*DOCUMENT EXTRACT:*
============

An equation involving the poisson point process is formulated as: $$\prod_{j=1}^{K}\exp(-2\pi\lambda_j(sp_j)^{2/\alpha}\int_0^{\infty}r\int_0^{\infty}e^{-t(1+r^{\alpha})}dtdr).$$
Some algebraic manipulations are carried out and the equation is rewritten as:
$$\exp(-s^{2/\alpha}C(\alpha)\sum_{i=1}^{K}\lambda_ip_i^{2/\alpha}),$$ where $$C(\alpha)=\frac{2\pi^2 csc(\frac{2\pi}{\alpha})}{\alpha}.$$
I only know the manipulation is related to Gamma function. I want to know the datails about the manipulation.
Thanks a lot! : )

============

*DATA RECORDS:*
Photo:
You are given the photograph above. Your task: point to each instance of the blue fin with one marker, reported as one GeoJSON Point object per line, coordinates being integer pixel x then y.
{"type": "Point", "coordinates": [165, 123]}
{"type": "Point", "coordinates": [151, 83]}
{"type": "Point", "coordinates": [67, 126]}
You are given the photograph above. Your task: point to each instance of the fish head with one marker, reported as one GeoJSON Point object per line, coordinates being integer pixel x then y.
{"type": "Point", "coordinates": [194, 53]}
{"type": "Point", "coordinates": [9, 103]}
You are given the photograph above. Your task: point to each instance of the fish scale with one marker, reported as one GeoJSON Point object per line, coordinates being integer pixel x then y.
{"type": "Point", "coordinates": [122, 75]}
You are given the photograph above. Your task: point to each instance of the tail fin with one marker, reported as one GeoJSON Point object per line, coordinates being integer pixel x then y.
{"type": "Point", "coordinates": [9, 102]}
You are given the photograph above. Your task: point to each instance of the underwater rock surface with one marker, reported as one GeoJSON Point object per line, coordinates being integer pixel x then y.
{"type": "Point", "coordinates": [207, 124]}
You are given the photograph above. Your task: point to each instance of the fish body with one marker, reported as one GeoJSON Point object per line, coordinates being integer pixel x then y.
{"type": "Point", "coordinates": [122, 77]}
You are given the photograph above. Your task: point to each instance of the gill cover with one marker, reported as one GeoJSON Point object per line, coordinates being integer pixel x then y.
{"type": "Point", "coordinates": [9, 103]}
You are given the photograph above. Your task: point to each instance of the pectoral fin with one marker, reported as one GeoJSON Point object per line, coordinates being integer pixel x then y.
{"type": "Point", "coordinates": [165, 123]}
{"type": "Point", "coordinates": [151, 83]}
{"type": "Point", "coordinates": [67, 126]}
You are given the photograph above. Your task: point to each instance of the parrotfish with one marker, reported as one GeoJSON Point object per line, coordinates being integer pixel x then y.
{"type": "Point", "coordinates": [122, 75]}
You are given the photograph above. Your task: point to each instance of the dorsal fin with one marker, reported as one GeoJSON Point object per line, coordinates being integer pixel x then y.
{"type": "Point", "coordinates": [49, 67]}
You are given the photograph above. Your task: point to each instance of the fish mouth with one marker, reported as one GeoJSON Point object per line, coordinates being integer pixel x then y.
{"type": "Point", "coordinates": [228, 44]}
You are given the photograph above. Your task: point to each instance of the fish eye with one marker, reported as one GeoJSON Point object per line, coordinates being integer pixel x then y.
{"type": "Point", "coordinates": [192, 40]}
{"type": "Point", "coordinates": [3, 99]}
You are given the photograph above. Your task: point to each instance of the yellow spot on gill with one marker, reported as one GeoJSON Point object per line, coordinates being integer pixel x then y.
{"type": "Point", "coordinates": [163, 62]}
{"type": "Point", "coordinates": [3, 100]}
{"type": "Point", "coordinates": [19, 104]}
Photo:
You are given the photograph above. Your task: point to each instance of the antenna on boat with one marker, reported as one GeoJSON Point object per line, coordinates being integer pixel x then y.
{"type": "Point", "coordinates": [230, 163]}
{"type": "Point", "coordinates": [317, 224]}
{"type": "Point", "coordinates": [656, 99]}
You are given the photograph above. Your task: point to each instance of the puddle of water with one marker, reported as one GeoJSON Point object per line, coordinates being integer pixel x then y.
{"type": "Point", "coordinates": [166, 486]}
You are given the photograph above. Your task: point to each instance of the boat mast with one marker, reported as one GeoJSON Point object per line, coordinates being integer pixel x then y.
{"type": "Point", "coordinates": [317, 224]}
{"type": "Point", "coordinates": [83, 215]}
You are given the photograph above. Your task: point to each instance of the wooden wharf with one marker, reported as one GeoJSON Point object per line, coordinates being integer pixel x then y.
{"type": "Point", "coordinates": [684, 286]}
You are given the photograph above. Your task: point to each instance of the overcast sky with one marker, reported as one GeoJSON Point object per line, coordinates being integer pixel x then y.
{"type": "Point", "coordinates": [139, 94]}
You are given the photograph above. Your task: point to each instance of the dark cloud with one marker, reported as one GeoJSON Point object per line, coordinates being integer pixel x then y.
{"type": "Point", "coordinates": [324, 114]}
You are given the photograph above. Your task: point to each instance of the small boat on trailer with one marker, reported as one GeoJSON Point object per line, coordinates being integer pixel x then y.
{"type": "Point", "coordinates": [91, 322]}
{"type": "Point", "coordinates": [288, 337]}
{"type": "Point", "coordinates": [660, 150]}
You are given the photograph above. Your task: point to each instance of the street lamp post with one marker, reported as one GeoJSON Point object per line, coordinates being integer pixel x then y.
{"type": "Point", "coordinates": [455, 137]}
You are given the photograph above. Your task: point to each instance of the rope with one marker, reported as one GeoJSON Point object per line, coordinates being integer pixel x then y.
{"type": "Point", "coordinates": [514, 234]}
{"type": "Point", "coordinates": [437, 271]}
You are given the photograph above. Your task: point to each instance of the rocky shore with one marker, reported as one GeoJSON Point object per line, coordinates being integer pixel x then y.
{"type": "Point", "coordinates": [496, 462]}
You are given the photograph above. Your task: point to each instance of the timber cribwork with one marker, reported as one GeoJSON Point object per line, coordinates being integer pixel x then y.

============

*WHAT IS EXPECTED:* Rewrite the stretch of the Poisson point process text from "An equation involving" through "Thanks a lot! : )", switching "equation" to "expression".

*EXPECTED OUTPUT:*
An expression involving the poisson point process is formulated as: $$\prod_{j=1}^{K}\exp(-2\pi\lambda_j(sp_j)^{2/\alpha}\int_0^{\infty}r\int_0^{\infty}e^{-t(1+r^{\alpha})}dtdr).$$
Some algebraic manipulations are carried out and the expression is rewritten as:
$$\exp(-s^{2/\alpha}C(\alpha)\sum_{i=1}^{K}\lambda_ip_i^{2/\alpha}),$$ where $$C(\alpha)=\frac{2\pi^2 csc(\frac{2\pi}{\alpha})}{\alpha}.$$
I only know the manipulation is related to Gamma function. I want to know the datails about the manipulation.
Thanks a lot! : )